WORK REQUEST 1 => Based on the article on wireless sensor networks below, state whether each statement agrees with it. Answer yes or no and quote the deciding words. (a) Sensor nets were first developed for military applications. (b) Katalin Szlavecz works in Physics and Astronomy. (c) The researchers plan to put sensor nets in the ground to study carbon dioxide flux over the long term.
WORK REQUEST 2 => Please give the name of the database that Alex Szalay helped develop, according to the article on wireless sensor networks below.

PAGE TEXT =>
TerzisWhen Guest has refined his optimization programs a little more, computer science professor Andreas Terzis might be one of the many clients eager to step up. For the past several years Terzis, along with Alex Szalay in Physics and Astronomy at the School of Arts and Sciences (who helped develop the Sloan Digital Sky Survey, an enormous astronomical database), has been working on a set of devices that could certainly benefit from some optimization: wireless sensor networks.

[“Each piece of data by itself is not spectacular,” says Andreas Terzis (left), “but now, (with sensor net technology), we can put all the pieces together from different parts of a forest and begin to see trends emerge.”]

Portable battery-powered devices not much bigger than a cell phone (and getting smaller every year), motes are tiny computers that can be fitted with a variety of sensory devices, such as thermometers, pH meters, or humidity sensors, to transmit real-time sensory information from multiple locations simultaneously. Sensor nets, which are collections of mote devices, were originally developed around a decade ago for military applications (as many advances seem to be) but have now reached a point where scientists can begin to use them for largescale applications

One area where sensor nets can make a significant impact is in environmental monitoring, as their small, wireless design enables them to collect synchronous data in places people cannot easily do so (forests, mountains, etc.). “Each piece of data by itself is not spectacular,” Terzis says, “but now we can put all the pieces together from different parts of a forest and begin to see trends emerge that we didn’t know about.” Terzis and Szalay, for example, have teamed up with Katalin Szlavecz in Earth and Planetary Sciences at the School of Arts and Sciences to examine the contribution of soil to carbon dioxide flux. “On land, soil acts as both a major pool and source of carbon dioxide,” Terzis says. “But there is growing concern that with global warming, the processes that generate carbon dioxide in soil are accelerating; so we’re going to place these sensor nets in the ground and study long-term carbon dioxide flux.”

ENTRIES PROVIDED =>

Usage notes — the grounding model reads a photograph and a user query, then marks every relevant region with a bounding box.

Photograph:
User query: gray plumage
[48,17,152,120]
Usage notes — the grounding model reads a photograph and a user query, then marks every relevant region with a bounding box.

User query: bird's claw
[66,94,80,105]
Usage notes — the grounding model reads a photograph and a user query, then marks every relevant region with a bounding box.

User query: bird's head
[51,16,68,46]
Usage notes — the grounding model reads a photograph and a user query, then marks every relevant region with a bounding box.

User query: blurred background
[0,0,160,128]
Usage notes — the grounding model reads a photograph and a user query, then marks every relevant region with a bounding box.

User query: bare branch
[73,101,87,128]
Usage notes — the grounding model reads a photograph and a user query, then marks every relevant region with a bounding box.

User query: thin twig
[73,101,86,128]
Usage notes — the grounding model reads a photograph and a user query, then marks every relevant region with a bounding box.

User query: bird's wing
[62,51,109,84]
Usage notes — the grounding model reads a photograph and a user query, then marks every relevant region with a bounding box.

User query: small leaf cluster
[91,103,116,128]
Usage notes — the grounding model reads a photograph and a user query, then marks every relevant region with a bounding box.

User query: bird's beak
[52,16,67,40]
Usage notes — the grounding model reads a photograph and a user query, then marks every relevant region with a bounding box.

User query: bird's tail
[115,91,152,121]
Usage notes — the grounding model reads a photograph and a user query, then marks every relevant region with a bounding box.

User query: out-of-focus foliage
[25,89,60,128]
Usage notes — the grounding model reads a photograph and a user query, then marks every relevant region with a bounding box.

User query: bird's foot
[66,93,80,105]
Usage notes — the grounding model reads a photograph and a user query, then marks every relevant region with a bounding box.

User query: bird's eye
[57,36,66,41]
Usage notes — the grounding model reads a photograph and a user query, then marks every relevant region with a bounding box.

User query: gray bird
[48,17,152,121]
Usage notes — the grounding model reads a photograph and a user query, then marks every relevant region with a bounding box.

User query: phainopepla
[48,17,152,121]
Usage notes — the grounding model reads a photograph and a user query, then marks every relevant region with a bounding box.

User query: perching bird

ANSWER BOX 1 =>
(a) Yes: "were originally developed around a decade ago for military applications"
(b) No: "Katalin Szlavecz in Earth and Planetary Sciences at the School of Arts and Sciences"
(c) Yes: "we’re going to place these sensor nets in the ground and study long-term carbon dioxide flux"

ANSWER BOX 2 => The Sloan Digital Sky Survey.